SELECTED EXCERPT →
========
Human-Centered Computing (HCC) is an emerging research field based on the scientific study of cognition in human behaviour and integrate users and their social context with computer systems. HCC especially studies on understanding the differences between perceptual-motor, cognitive, and social aspects. Human Activity Recognition (HAR) aims to identify the actions that come from human behaviour. Anguita et al. [1] has conducted experiments in sensing human body motion from actions carried out by a person while using a smartphone. The results released as a public domain dataset for Human Activity Recognition using Smartphones[1]. The HAR dataset built from the recordings of 30 subjects doing Activities of Daily Living (ADL) while carrying a waist-mounted smartphone with embedded inertial sensors.
The experiments have been carried out with a group of 30 subjects with ages ranging from 19 to 48 years. Each subject was assigned to accomplish six Activities of Daily Living (ADL), such as WALKING, WALKING_UPSTAIRS, WALKING_DOWNSTAIRS, SITTING, STANDING, and LAYING while wearing a waist-mounted Samsung Galaxy S II smartphone. The embedded accelerometer and gyroscope on the phone is used to capture 3-axial linear acceleration and 3-axial angular velocity at a constant rate of 50Hz. The experiments have been video-recorded to label the data manually. The obtained dataset would be randomly divided into two sets, where 70% of the experimental data were selected for generating training data and 30% for test data.
The sensor signals of accelerometer and gyroscope were pre-processed by applying noise filters and then sampled in fixed-width sliding windows of 2.56 sec and 50% overlap (128 readings/window). The sensor acceleration signal which has gravitational and body motion components were separated using a Butterworth low-pass filter into body acceleration and gravity. The gravitational force is assumed to have only low-frequency components; therefore a filter with 0.3 Hz cutoff frequency was used. From each window, a vector of features was obtained by calculating variables from the time and frequency domain. There is a total of 17 signals were obtained by applying the signal processing and a total of 561 features were extracted to describe each activity window.
The HAR dataset is available in UCI Machine Learning Repository.
Libraries for analyzing the dataset:
library(ggplot2)
library(reshape2)
The dataset is provided in txt format. I used read.table function to load the dataset.
First, load the list the activity labels and features of these experiments.
========
WRITTEN PROBLEM 1 →
Condense the paragraph beginning "The experiments have been carried out" from the text on the smartphone activity recognition dataset into a short bulleted list that keeps its main facts.
WRITTEN PROBLEM 2 →
Pick up the text on the smartphone activity recognition dataset after its final sentence and write what comes next.
========
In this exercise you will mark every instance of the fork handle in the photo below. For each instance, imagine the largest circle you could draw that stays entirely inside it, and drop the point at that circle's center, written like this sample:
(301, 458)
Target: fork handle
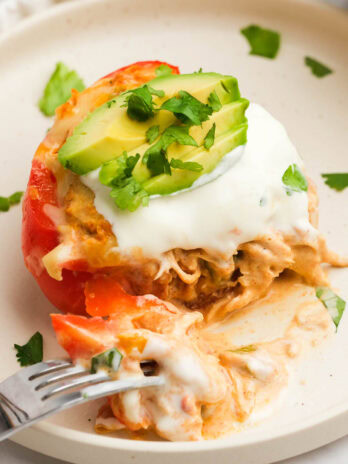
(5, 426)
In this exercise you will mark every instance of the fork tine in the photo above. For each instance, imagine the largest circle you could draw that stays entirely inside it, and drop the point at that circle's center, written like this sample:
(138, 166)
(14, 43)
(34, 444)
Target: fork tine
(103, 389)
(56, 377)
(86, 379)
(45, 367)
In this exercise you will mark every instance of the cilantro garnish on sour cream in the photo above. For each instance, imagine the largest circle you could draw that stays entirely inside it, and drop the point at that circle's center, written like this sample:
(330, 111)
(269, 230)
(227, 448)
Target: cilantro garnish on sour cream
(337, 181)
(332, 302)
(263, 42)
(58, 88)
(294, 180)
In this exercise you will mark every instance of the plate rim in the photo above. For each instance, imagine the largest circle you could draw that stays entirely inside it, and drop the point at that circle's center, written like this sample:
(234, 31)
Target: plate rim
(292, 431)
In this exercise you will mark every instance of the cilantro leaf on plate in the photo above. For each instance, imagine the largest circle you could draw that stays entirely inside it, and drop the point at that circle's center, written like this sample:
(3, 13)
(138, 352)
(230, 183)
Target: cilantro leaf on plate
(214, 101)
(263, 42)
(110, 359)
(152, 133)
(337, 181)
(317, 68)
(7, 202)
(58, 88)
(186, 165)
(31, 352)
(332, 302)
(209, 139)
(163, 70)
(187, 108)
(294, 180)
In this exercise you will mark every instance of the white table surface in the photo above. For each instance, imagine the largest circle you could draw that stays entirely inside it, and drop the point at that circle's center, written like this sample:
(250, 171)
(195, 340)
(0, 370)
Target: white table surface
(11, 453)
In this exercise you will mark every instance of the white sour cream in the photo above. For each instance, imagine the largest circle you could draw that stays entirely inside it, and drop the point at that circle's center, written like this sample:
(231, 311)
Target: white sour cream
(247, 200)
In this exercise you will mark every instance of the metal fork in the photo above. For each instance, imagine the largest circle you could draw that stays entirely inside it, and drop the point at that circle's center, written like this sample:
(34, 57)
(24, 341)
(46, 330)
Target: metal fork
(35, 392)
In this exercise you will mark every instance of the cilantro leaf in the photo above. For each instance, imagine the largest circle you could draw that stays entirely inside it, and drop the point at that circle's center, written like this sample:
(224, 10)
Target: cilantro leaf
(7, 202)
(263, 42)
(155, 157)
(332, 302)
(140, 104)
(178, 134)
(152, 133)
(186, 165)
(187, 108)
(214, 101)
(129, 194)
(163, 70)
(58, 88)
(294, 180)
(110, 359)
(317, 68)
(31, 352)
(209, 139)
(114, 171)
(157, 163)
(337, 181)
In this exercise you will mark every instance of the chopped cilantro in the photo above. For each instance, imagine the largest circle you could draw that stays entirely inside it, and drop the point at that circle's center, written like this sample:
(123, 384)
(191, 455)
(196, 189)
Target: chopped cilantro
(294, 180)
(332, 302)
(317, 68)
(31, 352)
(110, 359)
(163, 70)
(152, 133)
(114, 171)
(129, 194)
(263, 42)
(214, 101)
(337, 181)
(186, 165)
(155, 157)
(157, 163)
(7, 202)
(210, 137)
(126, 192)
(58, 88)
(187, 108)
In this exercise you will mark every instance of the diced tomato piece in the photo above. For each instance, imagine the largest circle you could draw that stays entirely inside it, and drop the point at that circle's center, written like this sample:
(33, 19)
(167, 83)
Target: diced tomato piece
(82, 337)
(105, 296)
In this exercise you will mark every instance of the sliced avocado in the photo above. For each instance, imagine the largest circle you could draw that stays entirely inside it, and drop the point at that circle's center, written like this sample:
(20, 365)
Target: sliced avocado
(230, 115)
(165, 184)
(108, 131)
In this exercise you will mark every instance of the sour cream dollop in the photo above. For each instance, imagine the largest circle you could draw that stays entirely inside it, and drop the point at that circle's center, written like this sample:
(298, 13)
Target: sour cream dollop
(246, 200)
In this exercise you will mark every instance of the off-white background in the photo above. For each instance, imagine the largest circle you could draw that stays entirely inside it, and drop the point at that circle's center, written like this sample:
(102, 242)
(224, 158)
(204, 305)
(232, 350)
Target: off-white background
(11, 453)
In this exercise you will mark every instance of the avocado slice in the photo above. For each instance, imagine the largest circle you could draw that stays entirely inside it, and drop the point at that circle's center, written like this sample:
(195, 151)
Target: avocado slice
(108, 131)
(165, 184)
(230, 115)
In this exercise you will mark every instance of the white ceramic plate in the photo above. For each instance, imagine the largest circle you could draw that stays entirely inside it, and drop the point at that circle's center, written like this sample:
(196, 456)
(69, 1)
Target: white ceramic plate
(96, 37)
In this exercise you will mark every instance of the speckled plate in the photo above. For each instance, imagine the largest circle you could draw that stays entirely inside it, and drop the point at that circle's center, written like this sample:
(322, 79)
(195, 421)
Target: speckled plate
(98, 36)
========
TASK ANSWER 1 →
- Participants: 30 subjects, aged 19 to 48.
- Activities: six Activities of Daily Living (WALKING, WALKING_UPSTAIRS, WALKING_DOWNSTAIRS, SITTING, STANDING, LAYING), performed while wearing a waist-mounted Samsung Galaxy S II.
- Sensors: the phone's accelerometer and gyroscope captured 3-axial linear acceleration and 3-axial angular velocity at a constant 50Hz.
- Labeling: the experiments were video-recorded, and the data were labeled manually.
- Split: the data were randomly divided, with 70% for training and 30% for testing.

TASK ANSWER 2 →
# Data Input: Activity labels
adl.labels <- read.table("UCI HAR Dataset/activity_labels.txt", sep = "")
activityLabels <- as.character(adl.labels$V2)
# Data Input: Feature List
feature.lists <- read.table("UCI HAR Dataset/features.txt", sep = "")
attributeNames <- feature.lists$V2
The activity labels consist of six Activities of Daily Living (ADL):
## [1] "WALKING" "WALKING_UPSTAIRS" "WALKING_DOWNSTAIRS"
## [4] "SITTING" "STANDING" "LAYING"
Here are 17 main signals were used to estimate variables of the features :
For each main signal will have a set of these variables :
There are also additional vectors on the angle() variable: - gravityMean - tBodyAccMean - tBodyAccJerkMean - tBodyGyroMean - tBodyGyroJerkMean
So, the total features:
## [1] 561
Load the training set, its labels, and its corresponding subject.
# Data Input: Training set
Xtrain <- read.table("UCI HAR Dataset/train/X_train.txt", sep = "")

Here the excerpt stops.